◆ Set task ◆
List each line below that contains the word "door", copying every such line in full. Case counts.

[START OF Dataset records]

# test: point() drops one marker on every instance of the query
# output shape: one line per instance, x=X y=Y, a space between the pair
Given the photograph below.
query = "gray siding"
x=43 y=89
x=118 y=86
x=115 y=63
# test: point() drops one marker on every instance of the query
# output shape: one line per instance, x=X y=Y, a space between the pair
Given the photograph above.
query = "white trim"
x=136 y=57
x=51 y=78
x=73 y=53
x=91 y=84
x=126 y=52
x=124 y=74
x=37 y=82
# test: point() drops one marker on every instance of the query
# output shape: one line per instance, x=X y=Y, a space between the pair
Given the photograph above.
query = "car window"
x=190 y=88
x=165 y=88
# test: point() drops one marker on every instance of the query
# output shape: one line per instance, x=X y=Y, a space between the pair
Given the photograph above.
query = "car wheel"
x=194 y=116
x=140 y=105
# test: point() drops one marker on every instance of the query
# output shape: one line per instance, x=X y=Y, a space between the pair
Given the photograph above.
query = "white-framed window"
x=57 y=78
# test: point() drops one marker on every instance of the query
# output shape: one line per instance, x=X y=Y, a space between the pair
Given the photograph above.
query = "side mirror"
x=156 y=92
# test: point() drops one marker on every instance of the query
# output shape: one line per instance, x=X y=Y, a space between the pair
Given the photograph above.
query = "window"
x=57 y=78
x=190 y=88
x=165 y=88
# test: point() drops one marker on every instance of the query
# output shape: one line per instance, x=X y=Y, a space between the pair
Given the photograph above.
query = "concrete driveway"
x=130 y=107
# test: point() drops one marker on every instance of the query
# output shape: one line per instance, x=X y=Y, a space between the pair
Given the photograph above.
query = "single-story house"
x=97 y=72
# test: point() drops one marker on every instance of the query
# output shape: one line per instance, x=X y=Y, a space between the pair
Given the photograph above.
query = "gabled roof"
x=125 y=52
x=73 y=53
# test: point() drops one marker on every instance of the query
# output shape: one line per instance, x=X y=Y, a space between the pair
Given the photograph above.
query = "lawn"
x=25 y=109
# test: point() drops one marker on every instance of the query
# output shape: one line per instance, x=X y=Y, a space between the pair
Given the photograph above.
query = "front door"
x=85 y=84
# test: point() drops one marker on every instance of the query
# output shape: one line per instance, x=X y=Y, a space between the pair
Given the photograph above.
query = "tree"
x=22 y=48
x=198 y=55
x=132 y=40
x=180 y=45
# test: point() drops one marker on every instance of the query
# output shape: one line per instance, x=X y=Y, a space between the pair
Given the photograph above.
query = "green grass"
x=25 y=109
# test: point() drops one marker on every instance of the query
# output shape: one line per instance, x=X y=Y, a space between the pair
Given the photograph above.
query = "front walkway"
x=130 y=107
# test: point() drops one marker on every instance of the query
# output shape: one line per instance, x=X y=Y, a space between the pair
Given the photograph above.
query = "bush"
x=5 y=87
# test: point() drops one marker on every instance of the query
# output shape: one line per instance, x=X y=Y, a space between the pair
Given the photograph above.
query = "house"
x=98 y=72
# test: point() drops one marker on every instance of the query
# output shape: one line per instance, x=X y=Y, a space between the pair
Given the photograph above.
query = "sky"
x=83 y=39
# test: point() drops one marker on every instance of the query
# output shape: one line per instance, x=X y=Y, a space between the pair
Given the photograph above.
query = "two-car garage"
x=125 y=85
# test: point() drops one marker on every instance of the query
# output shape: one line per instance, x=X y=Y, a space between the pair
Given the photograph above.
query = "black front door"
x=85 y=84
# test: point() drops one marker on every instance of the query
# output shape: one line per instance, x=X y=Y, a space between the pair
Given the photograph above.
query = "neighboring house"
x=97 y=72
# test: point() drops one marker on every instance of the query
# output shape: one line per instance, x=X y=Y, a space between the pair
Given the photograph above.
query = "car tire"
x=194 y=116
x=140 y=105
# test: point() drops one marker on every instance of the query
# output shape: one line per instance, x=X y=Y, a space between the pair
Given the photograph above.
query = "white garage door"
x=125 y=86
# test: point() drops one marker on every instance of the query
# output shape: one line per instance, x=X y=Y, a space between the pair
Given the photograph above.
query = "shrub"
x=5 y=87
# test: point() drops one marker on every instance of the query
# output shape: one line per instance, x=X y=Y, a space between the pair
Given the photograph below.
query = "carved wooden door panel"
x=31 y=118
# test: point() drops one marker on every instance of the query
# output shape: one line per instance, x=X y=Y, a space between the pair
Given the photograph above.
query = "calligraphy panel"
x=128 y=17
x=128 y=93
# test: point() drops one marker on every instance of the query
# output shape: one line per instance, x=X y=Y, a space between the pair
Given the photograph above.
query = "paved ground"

[END OF Dataset records]

◆ Expected output ◆
query = "front door"
query = "black front door"
query = "white garage door"
query = "carved wooden door panel"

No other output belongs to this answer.